Task statement: All lines from the one that mentions "mantel, reported as integer pixel coordinates." through the last of the entries below must be copied exactly, with both ends kept.

Information provided:
^^^^
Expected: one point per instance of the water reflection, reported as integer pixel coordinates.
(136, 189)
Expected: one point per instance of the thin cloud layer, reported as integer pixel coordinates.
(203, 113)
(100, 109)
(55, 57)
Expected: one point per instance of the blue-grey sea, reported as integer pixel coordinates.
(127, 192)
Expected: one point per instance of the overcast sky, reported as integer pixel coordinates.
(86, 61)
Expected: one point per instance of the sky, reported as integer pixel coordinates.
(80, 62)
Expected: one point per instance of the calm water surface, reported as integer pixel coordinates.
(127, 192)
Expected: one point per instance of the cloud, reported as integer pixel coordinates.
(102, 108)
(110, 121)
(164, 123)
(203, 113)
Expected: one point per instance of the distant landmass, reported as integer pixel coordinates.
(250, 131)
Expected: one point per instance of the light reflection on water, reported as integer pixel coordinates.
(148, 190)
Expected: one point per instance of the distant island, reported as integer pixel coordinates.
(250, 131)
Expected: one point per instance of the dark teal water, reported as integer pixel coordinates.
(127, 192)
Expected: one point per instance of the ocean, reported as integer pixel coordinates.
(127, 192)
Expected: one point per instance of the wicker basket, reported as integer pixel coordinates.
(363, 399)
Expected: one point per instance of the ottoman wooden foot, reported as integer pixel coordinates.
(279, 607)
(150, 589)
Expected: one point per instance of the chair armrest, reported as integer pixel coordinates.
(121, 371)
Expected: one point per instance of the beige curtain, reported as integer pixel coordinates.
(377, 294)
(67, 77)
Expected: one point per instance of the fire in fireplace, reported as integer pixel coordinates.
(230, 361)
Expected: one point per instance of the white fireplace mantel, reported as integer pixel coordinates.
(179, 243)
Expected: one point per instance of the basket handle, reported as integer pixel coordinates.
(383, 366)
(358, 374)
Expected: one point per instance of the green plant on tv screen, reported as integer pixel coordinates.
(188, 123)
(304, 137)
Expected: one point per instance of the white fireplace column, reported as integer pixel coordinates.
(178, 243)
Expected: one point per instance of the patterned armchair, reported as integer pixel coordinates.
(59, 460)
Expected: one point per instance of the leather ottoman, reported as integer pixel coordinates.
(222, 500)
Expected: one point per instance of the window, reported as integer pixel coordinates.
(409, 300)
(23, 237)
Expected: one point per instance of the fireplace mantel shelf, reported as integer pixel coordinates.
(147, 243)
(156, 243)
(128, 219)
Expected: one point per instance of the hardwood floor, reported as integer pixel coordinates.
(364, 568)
^^^^
Answer to the exercise:
Expected: one point per instance of the white fireplace mantel, reported as integer pixel coordinates.
(179, 243)
Expected: one point per instance of the basket handle, reported as integer pixel coordinates.
(383, 366)
(358, 374)
Expected: one point per instance of the green plant on tv screen, reported as integer pixel coordinates.
(188, 123)
(304, 137)
Expected: one point per instance of the white fireplace column, reported as integer pixel coordinates.
(178, 243)
Expected: one point per instance of the patterned armchair, reported as integer pixel coordinates.
(59, 460)
Expected: one point per instance of the leather ottoman, reported as integer pixel coordinates.
(222, 500)
Expected: one point per instance of the window, reported as integer pixel coordinates.
(409, 300)
(23, 237)
Expected: one point per instance of the fireplace mantel shelf, reported as integer pixel coordinates.
(147, 243)
(156, 243)
(128, 219)
Expected: one point per instance of the hardwood floor, reported as integer pixel coordinates.
(364, 568)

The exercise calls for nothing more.